Direction:
Rewrite the stretch from the line containing "Could you identify the white" through the end of the records, replacing "Could you identify" with "Can you mark" and leaving everything else unchanged. Give only those lines.

Rows:

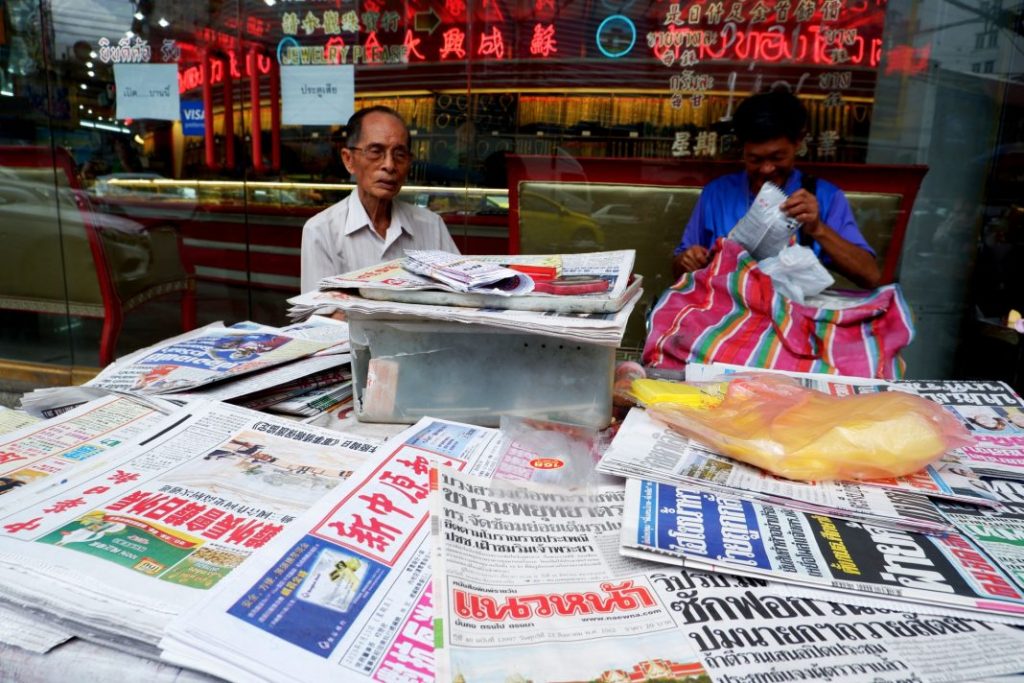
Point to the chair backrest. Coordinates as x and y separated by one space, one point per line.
559 205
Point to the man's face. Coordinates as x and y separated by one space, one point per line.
771 161
382 136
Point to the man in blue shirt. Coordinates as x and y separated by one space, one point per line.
771 126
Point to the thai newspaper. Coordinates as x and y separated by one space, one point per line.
644 447
156 523
44 451
345 593
1000 531
705 530
613 266
528 586
597 328
208 355
994 414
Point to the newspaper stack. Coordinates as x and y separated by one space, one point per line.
344 593
213 354
860 539
467 274
11 419
246 364
562 608
42 452
117 549
389 290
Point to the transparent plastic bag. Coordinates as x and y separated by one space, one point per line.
799 433
797 272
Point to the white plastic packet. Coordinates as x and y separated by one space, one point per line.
797 272
764 230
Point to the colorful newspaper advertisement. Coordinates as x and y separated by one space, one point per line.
49 449
646 447
208 355
128 545
706 530
344 593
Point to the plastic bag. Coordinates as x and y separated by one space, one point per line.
797 272
764 229
799 433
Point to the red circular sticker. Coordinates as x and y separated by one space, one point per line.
546 463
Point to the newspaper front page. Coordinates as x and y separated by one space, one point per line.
52 449
157 523
11 420
994 414
344 593
529 585
528 589
706 530
204 356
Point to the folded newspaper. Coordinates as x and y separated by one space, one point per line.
148 527
462 273
604 329
613 266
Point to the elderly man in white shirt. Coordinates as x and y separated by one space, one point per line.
370 225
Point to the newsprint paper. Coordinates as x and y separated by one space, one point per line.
528 588
344 593
706 530
154 524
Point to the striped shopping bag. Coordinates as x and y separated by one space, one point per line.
730 312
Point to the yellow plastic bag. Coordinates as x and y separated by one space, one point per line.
799 433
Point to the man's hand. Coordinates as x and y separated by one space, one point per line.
803 206
692 259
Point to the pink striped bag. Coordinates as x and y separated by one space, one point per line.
730 312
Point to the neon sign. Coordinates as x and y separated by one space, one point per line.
606 33
803 45
193 77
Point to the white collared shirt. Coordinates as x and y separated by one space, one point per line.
341 239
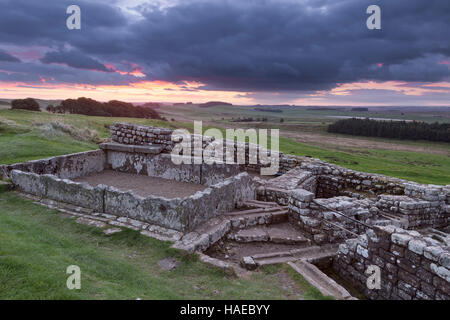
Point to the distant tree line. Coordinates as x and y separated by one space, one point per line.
248 119
25 104
413 130
113 108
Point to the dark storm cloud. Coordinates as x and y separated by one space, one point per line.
243 45
4 56
75 59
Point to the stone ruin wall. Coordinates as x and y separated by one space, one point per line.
413 267
333 180
182 214
65 167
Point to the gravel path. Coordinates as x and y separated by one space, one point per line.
142 185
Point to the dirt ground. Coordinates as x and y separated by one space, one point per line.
142 185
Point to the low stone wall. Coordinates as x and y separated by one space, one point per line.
63 190
182 214
332 180
412 266
66 167
417 213
161 165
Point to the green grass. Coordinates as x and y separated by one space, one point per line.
38 244
414 166
24 142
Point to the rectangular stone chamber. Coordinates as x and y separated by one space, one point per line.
137 182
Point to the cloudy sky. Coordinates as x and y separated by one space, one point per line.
305 52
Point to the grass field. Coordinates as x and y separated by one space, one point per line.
25 136
38 244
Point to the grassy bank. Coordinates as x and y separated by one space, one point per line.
25 136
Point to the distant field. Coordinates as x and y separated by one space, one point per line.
25 135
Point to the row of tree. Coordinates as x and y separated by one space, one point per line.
113 108
412 130
25 104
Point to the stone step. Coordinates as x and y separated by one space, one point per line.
309 253
251 211
241 221
282 233
326 285
147 149
260 204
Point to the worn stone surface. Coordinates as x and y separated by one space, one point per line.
168 264
407 274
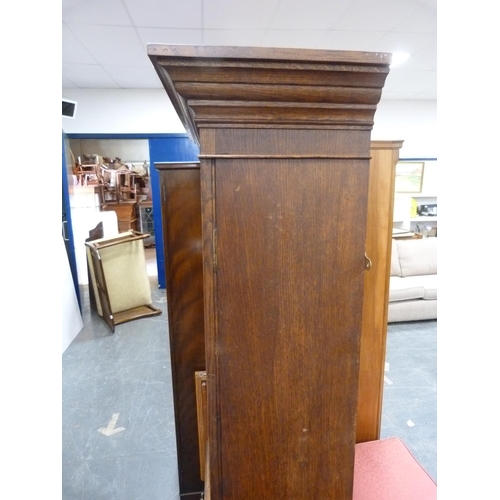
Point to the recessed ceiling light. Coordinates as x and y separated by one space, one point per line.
399 58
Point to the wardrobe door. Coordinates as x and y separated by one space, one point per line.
181 220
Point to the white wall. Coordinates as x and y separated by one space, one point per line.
106 111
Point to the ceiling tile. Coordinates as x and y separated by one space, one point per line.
403 42
297 14
423 20
350 40
101 12
134 78
304 39
115 45
383 15
88 76
165 14
73 51
174 36
238 14
234 37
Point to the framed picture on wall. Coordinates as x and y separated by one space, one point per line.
409 177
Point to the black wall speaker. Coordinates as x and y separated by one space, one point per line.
69 108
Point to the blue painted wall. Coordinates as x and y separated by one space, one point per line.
162 148
174 147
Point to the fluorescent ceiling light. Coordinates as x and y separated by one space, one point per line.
399 58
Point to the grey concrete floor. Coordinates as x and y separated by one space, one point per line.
118 432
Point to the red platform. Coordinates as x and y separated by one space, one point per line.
386 470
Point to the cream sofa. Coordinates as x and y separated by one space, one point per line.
413 281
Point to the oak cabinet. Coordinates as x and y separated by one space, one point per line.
284 141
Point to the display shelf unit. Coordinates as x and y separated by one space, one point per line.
146 222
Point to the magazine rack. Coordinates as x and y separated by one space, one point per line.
119 278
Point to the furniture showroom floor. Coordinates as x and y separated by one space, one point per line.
118 435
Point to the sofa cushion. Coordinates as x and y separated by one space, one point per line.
395 267
430 286
417 257
405 288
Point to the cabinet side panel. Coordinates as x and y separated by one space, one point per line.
181 217
376 292
290 268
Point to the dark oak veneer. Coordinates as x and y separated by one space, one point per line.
181 219
284 165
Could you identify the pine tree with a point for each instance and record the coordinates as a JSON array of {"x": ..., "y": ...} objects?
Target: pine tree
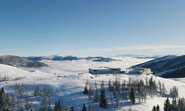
[
  {"x": 158, "y": 108},
  {"x": 84, "y": 108},
  {"x": 103, "y": 99},
  {"x": 154, "y": 108},
  {"x": 132, "y": 95},
  {"x": 167, "y": 105},
  {"x": 85, "y": 90}
]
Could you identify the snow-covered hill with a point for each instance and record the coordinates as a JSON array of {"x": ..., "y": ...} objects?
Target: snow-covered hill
[
  {"x": 167, "y": 66},
  {"x": 67, "y": 80}
]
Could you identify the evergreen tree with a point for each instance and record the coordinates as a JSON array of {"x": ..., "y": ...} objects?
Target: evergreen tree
[
  {"x": 85, "y": 90},
  {"x": 103, "y": 99},
  {"x": 167, "y": 105},
  {"x": 84, "y": 108},
  {"x": 157, "y": 108},
  {"x": 154, "y": 108},
  {"x": 132, "y": 95}
]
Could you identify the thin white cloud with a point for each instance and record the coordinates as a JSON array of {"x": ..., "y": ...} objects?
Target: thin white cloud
[{"x": 134, "y": 49}]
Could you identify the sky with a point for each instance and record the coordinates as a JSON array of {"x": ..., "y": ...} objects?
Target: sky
[{"x": 92, "y": 27}]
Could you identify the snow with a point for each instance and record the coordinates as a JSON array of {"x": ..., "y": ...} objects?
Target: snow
[{"x": 67, "y": 80}]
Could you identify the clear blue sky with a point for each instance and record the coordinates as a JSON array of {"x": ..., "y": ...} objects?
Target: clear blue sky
[{"x": 44, "y": 27}]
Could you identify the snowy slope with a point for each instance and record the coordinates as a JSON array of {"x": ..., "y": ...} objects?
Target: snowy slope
[{"x": 67, "y": 79}]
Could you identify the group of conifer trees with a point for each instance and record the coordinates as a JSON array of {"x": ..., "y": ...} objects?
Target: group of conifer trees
[{"x": 133, "y": 90}]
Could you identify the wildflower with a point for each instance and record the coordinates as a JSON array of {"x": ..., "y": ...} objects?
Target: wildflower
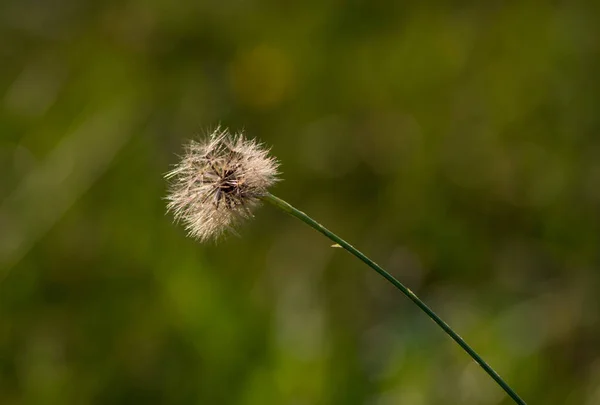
[{"x": 218, "y": 182}]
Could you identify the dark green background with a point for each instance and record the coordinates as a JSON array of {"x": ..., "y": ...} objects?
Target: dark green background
[{"x": 456, "y": 144}]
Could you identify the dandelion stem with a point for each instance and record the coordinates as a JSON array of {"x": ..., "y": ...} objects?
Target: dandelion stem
[{"x": 283, "y": 205}]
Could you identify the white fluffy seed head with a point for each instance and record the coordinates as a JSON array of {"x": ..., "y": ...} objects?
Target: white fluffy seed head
[{"x": 218, "y": 181}]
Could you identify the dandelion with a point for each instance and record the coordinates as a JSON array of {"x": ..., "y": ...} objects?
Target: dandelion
[{"x": 220, "y": 180}]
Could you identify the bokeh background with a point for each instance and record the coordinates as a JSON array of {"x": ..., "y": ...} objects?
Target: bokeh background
[{"x": 456, "y": 144}]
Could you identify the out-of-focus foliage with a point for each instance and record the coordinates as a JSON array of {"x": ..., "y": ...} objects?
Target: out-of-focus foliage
[{"x": 457, "y": 144}]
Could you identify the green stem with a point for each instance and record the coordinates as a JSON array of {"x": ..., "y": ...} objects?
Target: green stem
[{"x": 281, "y": 204}]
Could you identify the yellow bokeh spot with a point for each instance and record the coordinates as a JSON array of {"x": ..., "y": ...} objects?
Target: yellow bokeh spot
[{"x": 261, "y": 77}]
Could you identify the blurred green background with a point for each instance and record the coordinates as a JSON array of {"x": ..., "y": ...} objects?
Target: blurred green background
[{"x": 456, "y": 144}]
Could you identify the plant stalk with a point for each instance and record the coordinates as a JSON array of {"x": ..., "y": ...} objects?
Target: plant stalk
[{"x": 283, "y": 205}]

Correct answer:
Can you mark the white fluffy seed head with a point for each instance and record the coordinates as a JSON array of {"x": ..., "y": ...} objects?
Target: white fluffy seed head
[{"x": 218, "y": 181}]
Can you mark the dandelion with a point for each instance and record the coordinates as a JSON array of {"x": ..., "y": ...} objects?
Target: dandelion
[{"x": 220, "y": 180}]
Can you mark the bokeh background with a point for each instance and record the coordinates as a JSON array of {"x": ..., "y": ...} objects?
Target: bokeh background
[{"x": 456, "y": 144}]
Can you mark the out-of-focus foliage with a point for each instance and record the coordinates as a JSON array of {"x": ..., "y": ...} objects?
Target: out-of-focus foliage
[{"x": 457, "y": 144}]
Can you mark the green stem with a point for each instance and record the coordinates as a JSON array of {"x": ..., "y": ...} objects?
Target: green stem
[{"x": 281, "y": 204}]
Can you mark the yellow bokeh spot with a point for each instance and record the coordinates as a JSON array of {"x": ..., "y": ...} objects?
Target: yellow bokeh spot
[{"x": 261, "y": 77}]
Can you mark the blurred green background with a point for each instance and record the coordinates as a JSON array of {"x": ..., "y": ...} objects?
Target: blurred green background
[{"x": 456, "y": 144}]
Can you mark the plant stalk with a point for each instance and record the coordinates as a JSON array of {"x": ..., "y": ...} objects?
Target: plant stalk
[{"x": 283, "y": 205}]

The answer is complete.